= Instruction =
In the entries below, find the line containing "of the paved". Copy it and all lines after it, exactly, through the end.

···

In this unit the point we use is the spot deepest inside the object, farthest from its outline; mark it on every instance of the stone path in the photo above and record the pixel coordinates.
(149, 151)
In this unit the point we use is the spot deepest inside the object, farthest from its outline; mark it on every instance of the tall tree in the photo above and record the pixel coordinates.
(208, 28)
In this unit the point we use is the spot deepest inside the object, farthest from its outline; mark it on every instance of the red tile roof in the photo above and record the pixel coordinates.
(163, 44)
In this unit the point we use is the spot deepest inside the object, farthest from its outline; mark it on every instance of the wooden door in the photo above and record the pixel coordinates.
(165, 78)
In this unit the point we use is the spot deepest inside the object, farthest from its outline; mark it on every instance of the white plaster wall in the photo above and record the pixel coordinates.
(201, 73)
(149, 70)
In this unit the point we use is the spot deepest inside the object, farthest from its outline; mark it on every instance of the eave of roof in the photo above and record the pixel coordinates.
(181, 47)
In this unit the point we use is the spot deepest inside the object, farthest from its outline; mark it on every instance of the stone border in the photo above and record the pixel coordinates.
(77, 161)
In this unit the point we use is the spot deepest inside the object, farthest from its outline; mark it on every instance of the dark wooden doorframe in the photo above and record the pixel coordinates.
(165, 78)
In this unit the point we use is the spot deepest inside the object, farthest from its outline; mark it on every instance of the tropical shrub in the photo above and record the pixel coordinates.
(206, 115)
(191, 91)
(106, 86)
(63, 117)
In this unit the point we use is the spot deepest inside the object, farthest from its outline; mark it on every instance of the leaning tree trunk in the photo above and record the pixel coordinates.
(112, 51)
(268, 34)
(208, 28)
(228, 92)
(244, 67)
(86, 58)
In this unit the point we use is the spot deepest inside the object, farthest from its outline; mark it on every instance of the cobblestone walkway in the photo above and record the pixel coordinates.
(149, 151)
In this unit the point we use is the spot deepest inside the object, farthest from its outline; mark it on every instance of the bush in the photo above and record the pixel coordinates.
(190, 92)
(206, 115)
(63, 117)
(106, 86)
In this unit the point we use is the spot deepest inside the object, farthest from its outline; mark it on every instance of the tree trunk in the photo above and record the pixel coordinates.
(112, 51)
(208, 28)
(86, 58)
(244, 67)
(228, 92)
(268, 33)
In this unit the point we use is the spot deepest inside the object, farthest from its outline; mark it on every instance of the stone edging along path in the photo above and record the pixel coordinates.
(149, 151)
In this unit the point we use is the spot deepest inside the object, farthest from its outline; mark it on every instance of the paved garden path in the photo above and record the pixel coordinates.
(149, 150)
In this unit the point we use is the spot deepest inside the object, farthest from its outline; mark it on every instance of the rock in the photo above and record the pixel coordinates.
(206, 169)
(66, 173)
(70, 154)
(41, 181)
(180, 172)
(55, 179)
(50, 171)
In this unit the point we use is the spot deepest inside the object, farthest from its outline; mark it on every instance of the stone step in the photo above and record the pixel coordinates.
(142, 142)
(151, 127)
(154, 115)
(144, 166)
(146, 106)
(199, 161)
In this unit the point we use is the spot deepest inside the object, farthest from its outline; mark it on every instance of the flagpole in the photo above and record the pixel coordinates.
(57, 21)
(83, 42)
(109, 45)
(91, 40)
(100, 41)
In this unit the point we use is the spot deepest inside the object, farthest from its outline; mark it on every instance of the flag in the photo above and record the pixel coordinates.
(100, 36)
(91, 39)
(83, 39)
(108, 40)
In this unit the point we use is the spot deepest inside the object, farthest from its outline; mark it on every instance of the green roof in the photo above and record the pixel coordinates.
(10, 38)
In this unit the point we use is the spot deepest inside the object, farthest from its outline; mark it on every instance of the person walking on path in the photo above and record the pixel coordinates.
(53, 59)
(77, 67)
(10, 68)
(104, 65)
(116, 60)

···

= Expected output =
In this unit the point we use is the spot deepest inside the object, farthest from its outline; mark it on every instance of the paved garden path in the photo above and record the pixel coordinates.
(149, 150)
In this unit the point we use is the spot deepest inside the object, farthest from its outline; mark it on every instance of the rock in the photo above and record the pixel coordinates.
(206, 169)
(66, 173)
(70, 154)
(41, 181)
(180, 172)
(55, 179)
(50, 171)
In this unit the point we use is the spot deepest inside the object, farthest from its outline; mark it on every instance of the stone step in the photo above and record the pixel coordinates.
(142, 142)
(151, 127)
(154, 115)
(144, 166)
(146, 106)
(199, 161)
In this unit the point we use is the spot deepest inside the object, farthest from its outline; mark it on every instance of the flagpole in the photo above and record the pixel coordinates.
(57, 21)
(83, 42)
(109, 45)
(91, 40)
(100, 41)
In this unit the point we use is the spot deepest inside the object, farthest from its outline; mark it on every instance of the flag in the photo above and record the pixel coordinates.
(100, 36)
(91, 39)
(83, 39)
(108, 40)
In this unit the point we use is the spot deepest inside the object, farthest from its outline; mark it on every instance of the green roof in the photo above and record the pixel coordinates.
(10, 38)
In this unit the point we use is the spot deepest inside the object, farthest from its outline; mark it on every instance of the person walking on path in the photo above and record the pixel coordinates.
(53, 59)
(77, 67)
(10, 68)
(104, 65)
(116, 60)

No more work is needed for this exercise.